• GIVEN INSTRUCTION 1: Copy the passage of the post about shooting with the KiPro from "Sorry. I didn't" to "better in grading.", word for word.
• GIVEN INSTRUCTION 2: Using the post about shooting with the KiPro, decide whether each statement agrees with it: (a) The writer gives the KiPro's maximum data rate as roughly seven times that of the onboard codec. (b) The writer found it easier to get great shots off the EX than off the 5D. (c) The writer calls the comparison a scientific assessment. Answer yes or no for each and quote the words that settle it.
• GIVEN INSTRUCTION 3: Continue the post about shooting with the KiPro, starting after its final sentence.

• TEXT PROVIDED:
******************************

Sorry. I didn't mean to imply that the KiPro quality is not better than the onboard XDCAM. 10 bit with a max data rate that's appx. 7 times that of the onboard codec has to be better--it is. From what I've experienced shooting with an EX, the images are cleaner (less noise and artifacts) and hold up a lot better in grading.

I shot some EX stuff that, when lit right, is absolutely stunning off the KiPro. When I compared it to my 5D stuff, I liked it better. However, it is absolutely easier to get great shots off the 5D. My ratio of great looking shots off the 5D was better than the EX. EVERYONE HEAR ME NOW: this is in no way a scientific assessment and is related to the operator and not the gear! All it is capable of producing images the exceed my skills.

I've been running to catch up to the wonderful tools that are available and reachable/affordable these days. Many thanks to all the visionaries who helped to make this happen. To think that the time is here when we can shoot 35mm "film" on near-disposable solid state cameras is exciting.

******************************

(Items from a data source)

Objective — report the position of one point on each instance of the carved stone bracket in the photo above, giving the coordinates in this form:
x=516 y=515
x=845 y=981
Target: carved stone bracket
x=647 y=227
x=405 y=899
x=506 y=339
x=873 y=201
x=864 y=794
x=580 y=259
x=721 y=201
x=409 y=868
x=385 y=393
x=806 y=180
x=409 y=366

******************************

• FINAL ANSWER 1:
Sorry. I didn't mean to imply that the KiPro quality is not better than the onboard XDCAM. 10 bit with a max data rate that's appx. 7 times that of the onboard codec has to be better--it is. From what I've experienced shooting with an EX, the images are cleaner (less noise and artifacts) and hold up a lot better in grading.

• FINAL ANSWER 2:
(a) Yes: "10 bit with a max data rate that's appx. 7 times that of the onboard codec"
(b) No: "it is absolutely easier to get great shots off the 5D"
(c) No: "this is in no way a scientific assessment"

• FINAL ANSWER 3:
What I was attempting to point out is that the workflow is VERY sweet (if you are on Mac) since it encodes right to ProRes. So, you can edit the files as they are on the KiPro drive...no encoding, etc.

So, for me, I'd take the KiPro just for that fact, even if the quality were the same as onboard recording. I don't often record long format stuff, but a couple of months ago I agreed to capture a conference for a good client. It was 14 hours of footage! If I shot it on XD Cam, I'd be paying off the SxS cards for 5 years and still be re-encodign the footage! ;-)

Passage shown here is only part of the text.